**WHAT THIS TASK INVOLVES**
In the page text about Otto Neumann, whom did he marry?

┌─ PAGE TEXT

Monthly Archives: June 2006

Uncle Otto and Nicola the Greek

At an art opening last weekend, friends and I were studying the bio of one of the artists, Otto Neumann, a 20th century German expressionist, whose father was a famous professor and friend to famous intellectuals. Otto himself studied with noted artists, and married a pianist and weaver named Hilde Rothschild who. according to the bio,  “became a major force in his artistic and personal life.”

Well, yes, marriage does tend to influence one’s personal life, and marriage to a Rothschild would surely have an impact on your art, because you wouldn’t have to sell any of it to pay the bills.

So when Otto finished a painting, he would stick it the attic and move on. And when he was tempted to destroy his early work, Hilde would dissuade him, which is a good thing.  Thirty years after his death, Uncle Otto, as he was known in the family, is just now being discovered, and some of his work, to my untutored eyes, is quite good. In fact, if I’d had a spare twelve or fifteen grand, I’d have taken a couple home with me.

Neumann had studied ancient Greek vases, and his most compelling works were deceptively simple line drawings of the human figure in the Greek style. Some looked like primitive fertility symbols, but the more interesting pieces were more two dimensional and incorporated spare, seemingly random lines that added a curious tension.

Toward the end of his life, he dispensed with the figures altogether and drew gatherings of lines, an artistic shorthand that suggests the abstractions of old age. They must have had deep significance to him, but they struck me as soulless and dull.

But what I admired most about Uncle Otto was the drive, the passion to create when another might have been tempted to sink back and fish loose change from between those well-stuffed Rothschild cushions.

└─
┌─ DATA EXTRACT

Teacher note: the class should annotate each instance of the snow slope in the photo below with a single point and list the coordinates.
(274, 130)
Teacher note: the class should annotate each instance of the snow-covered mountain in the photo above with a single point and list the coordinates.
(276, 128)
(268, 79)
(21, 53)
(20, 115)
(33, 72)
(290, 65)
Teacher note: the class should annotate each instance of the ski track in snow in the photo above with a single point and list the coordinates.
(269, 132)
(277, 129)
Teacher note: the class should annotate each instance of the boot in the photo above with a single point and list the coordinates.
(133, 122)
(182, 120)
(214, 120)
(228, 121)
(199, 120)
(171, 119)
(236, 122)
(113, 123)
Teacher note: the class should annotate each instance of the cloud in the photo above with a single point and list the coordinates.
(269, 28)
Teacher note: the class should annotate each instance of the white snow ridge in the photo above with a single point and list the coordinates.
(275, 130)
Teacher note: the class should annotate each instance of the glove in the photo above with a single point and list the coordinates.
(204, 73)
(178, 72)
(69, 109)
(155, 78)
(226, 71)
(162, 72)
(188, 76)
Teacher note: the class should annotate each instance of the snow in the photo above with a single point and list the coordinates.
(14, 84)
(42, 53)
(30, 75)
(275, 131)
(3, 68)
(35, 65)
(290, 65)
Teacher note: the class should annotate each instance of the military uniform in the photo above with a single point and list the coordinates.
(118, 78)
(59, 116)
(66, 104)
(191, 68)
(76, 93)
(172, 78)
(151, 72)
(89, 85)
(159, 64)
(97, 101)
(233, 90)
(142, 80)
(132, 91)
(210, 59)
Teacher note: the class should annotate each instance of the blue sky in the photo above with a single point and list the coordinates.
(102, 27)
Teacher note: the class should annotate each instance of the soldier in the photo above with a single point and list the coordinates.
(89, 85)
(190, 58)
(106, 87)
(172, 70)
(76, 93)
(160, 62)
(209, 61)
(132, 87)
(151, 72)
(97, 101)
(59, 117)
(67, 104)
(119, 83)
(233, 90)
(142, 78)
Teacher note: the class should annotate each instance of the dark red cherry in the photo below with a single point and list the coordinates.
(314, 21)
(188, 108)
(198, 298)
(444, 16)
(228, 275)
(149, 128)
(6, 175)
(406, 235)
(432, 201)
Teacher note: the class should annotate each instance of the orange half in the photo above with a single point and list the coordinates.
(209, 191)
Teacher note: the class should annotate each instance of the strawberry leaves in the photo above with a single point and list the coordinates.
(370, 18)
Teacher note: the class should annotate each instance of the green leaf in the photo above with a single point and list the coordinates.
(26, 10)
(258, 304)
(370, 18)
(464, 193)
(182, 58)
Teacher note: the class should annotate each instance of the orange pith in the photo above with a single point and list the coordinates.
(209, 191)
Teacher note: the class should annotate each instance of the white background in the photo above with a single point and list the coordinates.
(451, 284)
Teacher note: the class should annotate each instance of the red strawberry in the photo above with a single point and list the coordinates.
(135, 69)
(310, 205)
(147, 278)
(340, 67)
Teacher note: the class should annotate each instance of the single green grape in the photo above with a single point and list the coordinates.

└─

**WRITTEN REPLY**
He married Hilde Rothschild, a pianist and weaver.